▸ USING THE INFORMATION:
1 - In the soap-making passage, rewrite the part from "The first soap" up to and including "once it arrived.", replacing "beginners" with "starter".
2 - According to the soap-making passage, what did the customer complain about?

▸ DOCUMENT PASSAGE:
☆ ☆ ☆ ☆ ☆
A few weeks ago, I started doing a bunch of research about making soap. What directly sparked my research, as I have noted earlier, was a customer in one of the store I run at my day job, complaining that my handmade soap had lye in it. After I told her that all soap had lye in it, I decided to Google it just to be sure. Sure enough, lye and fat makes soap. This article from humblebeeandme explains it pretty well, and if you ever wondered about soap, it’s a great read.
I’ve had a passive interest in soap for awhile, but hadn’t really pursued it. It was a very passive interest, as in, I would click on pins that claimed to be soap recipes and all it would be was adding essential oils to Dr. Bronner’s soap. I would click away, frustrated, because I wanted to know how to make the Dr. Bronner’s, but not enough to look it up directly.
The first soap making supply website I came across was brambleberry.com, and ordered their beginners cold process soap kit almost immediately. I ordered it before I really understood what was in it or really how to make soap with it once it arrived.
☆ ☆ ☆ ☆ ☆
Referring expression data
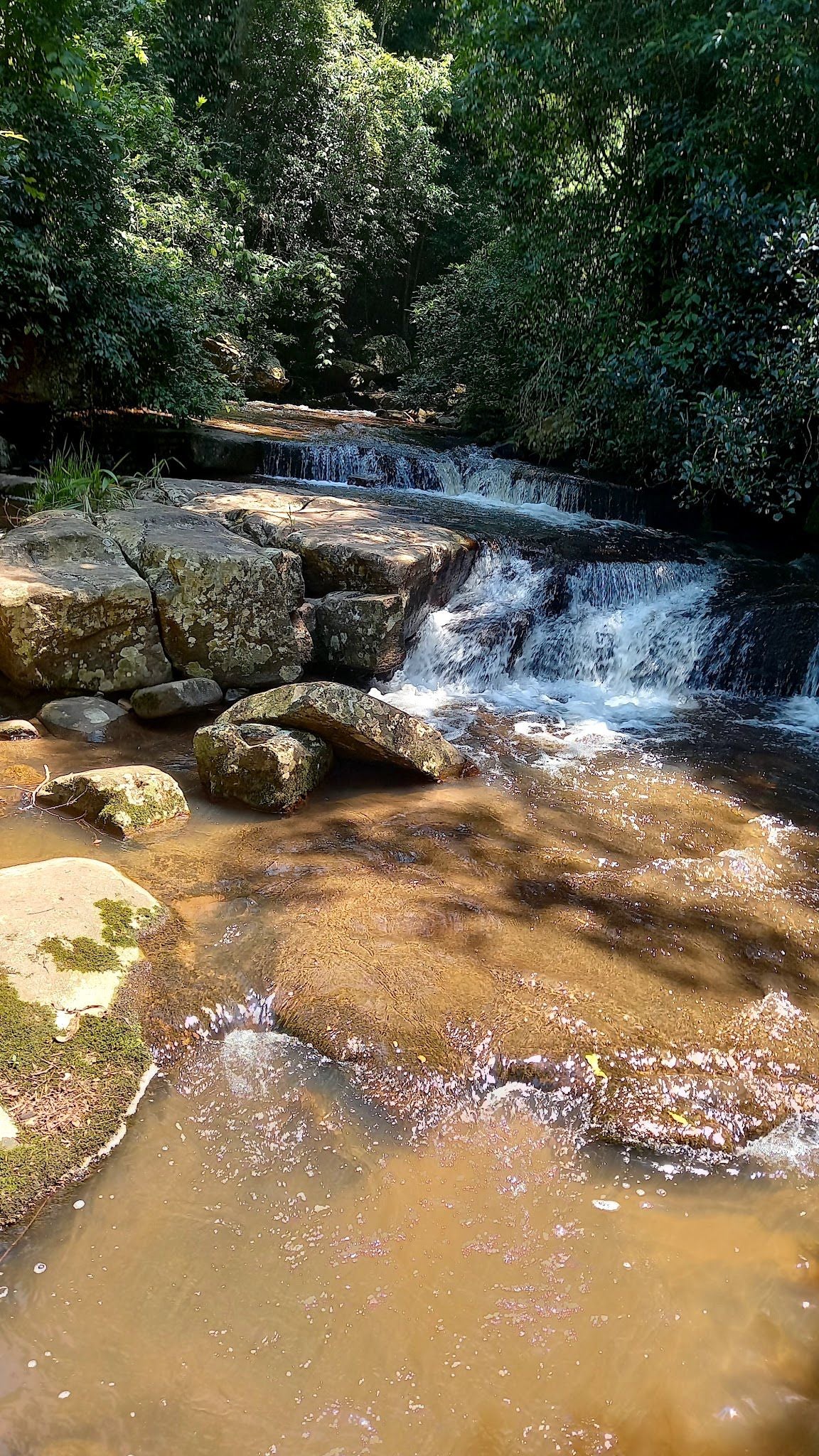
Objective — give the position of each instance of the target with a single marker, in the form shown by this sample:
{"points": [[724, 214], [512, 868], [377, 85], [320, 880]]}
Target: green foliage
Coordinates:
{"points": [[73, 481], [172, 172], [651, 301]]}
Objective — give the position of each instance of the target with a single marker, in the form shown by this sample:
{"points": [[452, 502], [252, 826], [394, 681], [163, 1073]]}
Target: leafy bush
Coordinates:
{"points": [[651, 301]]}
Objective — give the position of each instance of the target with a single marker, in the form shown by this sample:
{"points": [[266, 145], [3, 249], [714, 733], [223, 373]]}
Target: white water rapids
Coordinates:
☆ ☆ ☆ ☆ ☆
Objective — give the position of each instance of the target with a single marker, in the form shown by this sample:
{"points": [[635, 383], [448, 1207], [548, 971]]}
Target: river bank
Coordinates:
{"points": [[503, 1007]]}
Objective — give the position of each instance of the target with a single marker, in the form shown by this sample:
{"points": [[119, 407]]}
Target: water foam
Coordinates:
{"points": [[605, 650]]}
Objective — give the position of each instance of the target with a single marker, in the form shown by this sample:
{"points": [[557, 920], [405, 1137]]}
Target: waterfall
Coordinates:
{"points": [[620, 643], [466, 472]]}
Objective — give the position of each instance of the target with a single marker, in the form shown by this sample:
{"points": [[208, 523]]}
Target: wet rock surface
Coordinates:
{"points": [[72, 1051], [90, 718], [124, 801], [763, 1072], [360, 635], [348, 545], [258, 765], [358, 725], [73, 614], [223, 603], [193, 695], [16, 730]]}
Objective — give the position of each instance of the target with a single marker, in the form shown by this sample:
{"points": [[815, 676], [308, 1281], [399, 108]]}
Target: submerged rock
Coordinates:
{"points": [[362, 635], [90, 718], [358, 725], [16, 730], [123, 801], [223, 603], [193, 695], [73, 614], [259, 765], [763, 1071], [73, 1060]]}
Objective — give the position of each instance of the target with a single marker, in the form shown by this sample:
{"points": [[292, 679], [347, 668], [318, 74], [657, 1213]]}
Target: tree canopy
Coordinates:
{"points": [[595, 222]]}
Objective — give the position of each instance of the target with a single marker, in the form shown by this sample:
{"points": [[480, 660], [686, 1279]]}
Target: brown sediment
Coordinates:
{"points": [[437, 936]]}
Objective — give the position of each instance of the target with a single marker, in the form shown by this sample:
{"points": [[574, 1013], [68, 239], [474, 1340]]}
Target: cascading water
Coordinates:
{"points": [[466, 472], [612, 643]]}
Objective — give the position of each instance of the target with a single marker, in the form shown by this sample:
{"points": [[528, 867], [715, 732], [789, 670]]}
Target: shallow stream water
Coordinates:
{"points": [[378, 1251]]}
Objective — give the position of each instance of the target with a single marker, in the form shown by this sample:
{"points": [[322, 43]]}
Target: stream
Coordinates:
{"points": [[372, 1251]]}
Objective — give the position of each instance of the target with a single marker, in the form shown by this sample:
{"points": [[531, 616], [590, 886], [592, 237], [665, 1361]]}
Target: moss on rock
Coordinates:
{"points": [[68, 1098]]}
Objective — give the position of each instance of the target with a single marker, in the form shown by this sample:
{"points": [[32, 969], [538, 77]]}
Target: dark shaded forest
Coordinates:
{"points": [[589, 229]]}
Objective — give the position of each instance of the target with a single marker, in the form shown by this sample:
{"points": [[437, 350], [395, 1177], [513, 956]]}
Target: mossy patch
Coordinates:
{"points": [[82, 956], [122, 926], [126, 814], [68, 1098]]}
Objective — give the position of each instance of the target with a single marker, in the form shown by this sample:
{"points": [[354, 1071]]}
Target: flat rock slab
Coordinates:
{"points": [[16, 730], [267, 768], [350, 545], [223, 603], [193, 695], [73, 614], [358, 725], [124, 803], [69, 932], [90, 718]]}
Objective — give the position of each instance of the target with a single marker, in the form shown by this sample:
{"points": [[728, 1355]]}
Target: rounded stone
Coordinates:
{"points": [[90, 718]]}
☆ ☆ ☆ ☆ ☆
▸ ACTIVITY ANSWERS:
1 -
The first soap making supply website I came across was brambleberry.com, and ordered their starter cold process soap kit almost immediately. I ordered it before I really understood what was in it or really how to make soap with it once it arrived.

2 - She complained that the handmade soap had lye in it.